◆ Written tasks
1/ In the post on replacing UTF-8 overlongs, rewrite the paragraph beginning "I'm uncertain of what software" more briefly while keeping its main points.
2/ Switch each "segment" in the rows to "outline", and give all the rows again with nothing else changed.

◆ Extract to read
# # #

RE: Best practices for replacing UTF-8 overlongs

From: Shawn Steele <Shawn.Steele_at_microsoft.com>
Date: Tue, 20 Dec 2016 04:35:51 +0000

So... an input data stream with corrupt UTF-8 basically has (under any scheme being discussed) some number of replacement characters.

Each of those replacement characters indicates at least one garbled byte, but without additional information, they aren't a great indicator of missing bytes.

I'm uncertain of what software would want to do with them at that point. Making assumptions about over-long byte sequences being intelligible seems like it would require deep knowledge of how UTF-8 works, in which case why bother calling a generic UTF-8 decoding API?

"All bets are off" may not be very instructive, however I don't think the "one replacement character per bad byte" or "one replacement character for many bytes" improves that situation at all.

A too-long lead/trail byte could mean that someone used a bad encoder.
It could also mean that someone was trying something malicious
Another possibility would be flipped bits corruption during transmission/storage.
Alternatively, it could be part of a missing sequence.
Confused software could have also done a mixed up copy-paste between applications.
Or bad buffering
Or....

# # #

◆ Records for processing
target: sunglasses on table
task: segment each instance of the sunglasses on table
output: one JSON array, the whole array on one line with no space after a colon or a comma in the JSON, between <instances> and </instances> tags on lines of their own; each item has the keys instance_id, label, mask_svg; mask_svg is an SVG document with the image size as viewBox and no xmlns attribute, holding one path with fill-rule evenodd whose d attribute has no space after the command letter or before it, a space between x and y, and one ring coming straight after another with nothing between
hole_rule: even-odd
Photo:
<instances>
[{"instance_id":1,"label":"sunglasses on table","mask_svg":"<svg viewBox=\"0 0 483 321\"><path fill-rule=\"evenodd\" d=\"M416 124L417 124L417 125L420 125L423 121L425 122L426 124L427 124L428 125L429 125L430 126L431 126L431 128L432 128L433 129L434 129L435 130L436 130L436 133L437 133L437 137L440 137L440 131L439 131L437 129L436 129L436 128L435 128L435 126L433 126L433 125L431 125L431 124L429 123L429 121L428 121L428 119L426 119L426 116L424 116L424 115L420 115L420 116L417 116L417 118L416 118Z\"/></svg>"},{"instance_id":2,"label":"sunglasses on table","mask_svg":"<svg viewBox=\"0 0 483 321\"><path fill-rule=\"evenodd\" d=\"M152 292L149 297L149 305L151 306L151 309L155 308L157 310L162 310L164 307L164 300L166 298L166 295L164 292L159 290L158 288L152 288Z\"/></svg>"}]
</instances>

# # #

◆ Answers per task
1/ It is unclear what software would do with the replacement characters. Treating overlong byte sequences as intelligible would take deep knowledge of UTF-8, and that makes calling a generic UTF-8 decoding API pointless.

2/
target: sunglasses on table
task: outline each instance of the sunglasses on table
output: one JSON array, the whole array on one line with no space after a colon or a comma in the JSON, between <instances> and </instances> tags on lines of their own; each item has the keys instance_id, label, mask_svg; mask_svg is an SVG document with the image size as viewBox and no xmlns attribute, holding one path with fill-rule evenodd whose d attribute has no space after the command letter or before it, a space between x and y, and one ring coming straight after another with nothing between
hole_rule: even-odd
Photo:
<instances>
[{"instance_id":1,"label":"sunglasses on table","mask_svg":"<svg viewBox=\"0 0 483 321\"><path fill-rule=\"evenodd\" d=\"M416 124L417 124L417 125L420 125L423 121L425 122L426 124L427 124L428 125L429 125L430 126L431 126L431 128L432 128L433 129L434 129L435 130L436 130L436 133L437 133L437 137L440 137L440 131L439 131L437 129L436 129L436 128L435 128L435 126L433 126L433 125L431 125L431 124L429 123L429 121L428 121L428 119L426 119L426 116L424 116L424 115L420 115L420 116L417 116L417 118L416 118Z\"/></svg>"},{"instance_id":2,"label":"sunglasses on table","mask_svg":"<svg viewBox=\"0 0 483 321\"><path fill-rule=\"evenodd\" d=\"M152 292L149 297L149 305L151 306L151 309L155 308L157 310L162 310L164 307L164 300L166 298L166 295L164 292L159 290L158 288L152 288Z\"/></svg>"}]
</instances>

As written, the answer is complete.